» **Work order**:
The entries are to be reproduced verbatim, with all pictures omitted.

#### Input for this task ####

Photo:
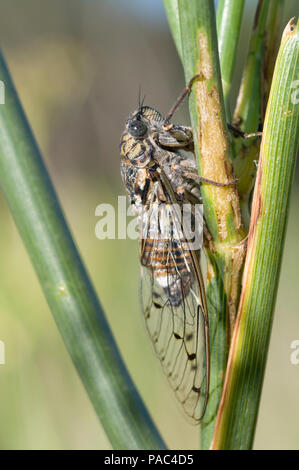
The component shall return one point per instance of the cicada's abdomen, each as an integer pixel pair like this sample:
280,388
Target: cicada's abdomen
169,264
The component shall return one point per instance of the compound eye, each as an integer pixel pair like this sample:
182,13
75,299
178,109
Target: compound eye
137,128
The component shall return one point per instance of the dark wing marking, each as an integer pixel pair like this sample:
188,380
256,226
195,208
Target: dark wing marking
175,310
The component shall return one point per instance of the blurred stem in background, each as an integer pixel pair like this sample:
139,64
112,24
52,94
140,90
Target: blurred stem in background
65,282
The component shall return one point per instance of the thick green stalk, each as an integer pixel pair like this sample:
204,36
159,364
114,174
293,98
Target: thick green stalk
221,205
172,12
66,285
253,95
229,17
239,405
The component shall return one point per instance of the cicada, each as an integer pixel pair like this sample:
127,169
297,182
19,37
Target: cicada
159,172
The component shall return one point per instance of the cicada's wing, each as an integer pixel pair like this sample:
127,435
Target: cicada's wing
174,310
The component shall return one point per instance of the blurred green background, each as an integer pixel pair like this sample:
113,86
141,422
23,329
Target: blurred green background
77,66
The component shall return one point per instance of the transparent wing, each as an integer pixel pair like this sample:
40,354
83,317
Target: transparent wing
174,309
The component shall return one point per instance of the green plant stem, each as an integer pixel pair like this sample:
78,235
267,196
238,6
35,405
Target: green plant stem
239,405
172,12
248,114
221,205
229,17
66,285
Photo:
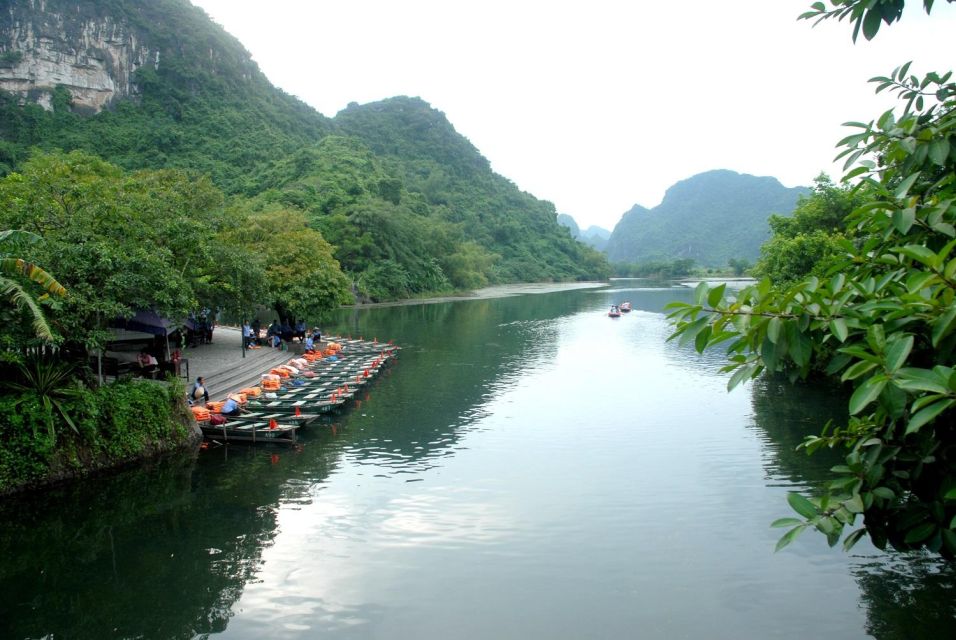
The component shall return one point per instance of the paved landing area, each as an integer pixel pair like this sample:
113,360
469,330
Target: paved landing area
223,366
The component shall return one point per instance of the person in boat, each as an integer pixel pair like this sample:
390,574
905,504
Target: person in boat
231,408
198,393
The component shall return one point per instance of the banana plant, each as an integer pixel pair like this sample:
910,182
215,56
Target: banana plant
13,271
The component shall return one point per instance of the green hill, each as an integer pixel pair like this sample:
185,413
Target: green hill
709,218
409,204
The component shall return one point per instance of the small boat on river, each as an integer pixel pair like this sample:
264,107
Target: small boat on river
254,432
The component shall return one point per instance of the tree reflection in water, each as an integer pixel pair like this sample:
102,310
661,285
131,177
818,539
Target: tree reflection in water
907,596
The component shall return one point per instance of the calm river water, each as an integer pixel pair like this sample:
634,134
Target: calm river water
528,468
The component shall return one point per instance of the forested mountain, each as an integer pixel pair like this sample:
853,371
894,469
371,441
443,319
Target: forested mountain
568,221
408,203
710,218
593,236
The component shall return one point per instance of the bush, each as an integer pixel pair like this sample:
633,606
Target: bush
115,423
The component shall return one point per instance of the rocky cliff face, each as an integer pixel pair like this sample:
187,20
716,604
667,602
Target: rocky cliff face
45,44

####

» **Task response**:
Photo:
The component shall return one point per instance of the cicada's abdomen, each as an integer pixel pair like this sample:
280,388
Target: cicada's abdomen
169,264
The component shall return one point per instance of the compound eye, each as an integer pixel pair like this sample:
182,13
75,299
178,109
Target: compound eye
137,128
The component shall return one point per instance of the dark wing marking, each as an integer pixel pair like this sample:
188,380
256,226
195,208
Target: dark wing marking
175,310
The component shall return one point per instance of the blurred stem in background, each as an integer pixel pair like this sample:
139,64
112,24
52,94
140,90
Target: blurred stem in background
65,282
The component shall return one point per instance of the thick green stalk, each as an integer pixel pair like this sample:
204,36
159,364
114,174
293,98
Target: thick green stalk
221,205
172,12
66,285
253,95
229,17
239,405
The component shall return one point per instance of the cicada, each as an integer pixel pair like this sample:
127,169
297,182
19,37
Target: cicada
159,172
The component shall return one point per instance of the cicada's wing, each as an integer pixel pair like this sample:
127,435
Target: cicada's wing
174,310
The component shall return one point per instance of the blurred green background, each as an integer pixel pair like this sample:
113,86
141,422
23,329
Target: blurred green background
77,66
The component shall return one point per instance of the transparent wing, each as an integer pixel pair like this sample:
40,354
83,317
Target: transparent wing
174,309
The component shall return one point per instance of the green plant stem, each as an integer pixel pair like this sample:
78,235
267,196
238,6
35,405
Target: green plant stem
239,405
172,12
248,114
221,205
229,17
66,285
Photo:
The component shall return one point per instance of the paved landing area, each as an integer pixel pair like this sample:
113,360
469,330
Target: paved landing area
223,366
The component shall return one point per instance of the person in boat, each as an integer pixel pair like this sample:
390,574
905,504
Target: person in boat
231,408
198,393
The component shall return one point per instance of the banana plant, each as an integer pixel pair like this sample:
910,182
215,56
Target: banana plant
13,271
The component shall return one point per instance of the green hill, each as an integer pixel pair like this sample:
185,413
Target: green hill
709,218
409,204
The component shall return one point per instance of the small boat on river, each as an integer pixel pair like this sample:
264,107
Target: small boat on river
254,432
The component shall return one point per instance of the tree reflection in water, each as an integer pixel pair like this sample:
102,310
661,285
131,177
818,539
Target: tree reflection in water
907,596
The component shall return one point per instance of the calm river water, each as an integer pixel pair like this sample:
634,134
Target: calm river water
528,468
The component shall return one point per instance of the forested mountain, each as an integer pixel pair like this sample:
853,371
894,469
371,441
443,319
Target: forested mountain
568,221
408,203
710,218
593,236
The component shall return one point per instance of the bush, each as an integer pixel pair like this sample:
633,606
Target: bush
115,423
The component shall return one point per instance of the rocky cliff face, each as an integer pixel pair like this sample:
187,20
716,604
667,602
Target: rocky cliff face
45,44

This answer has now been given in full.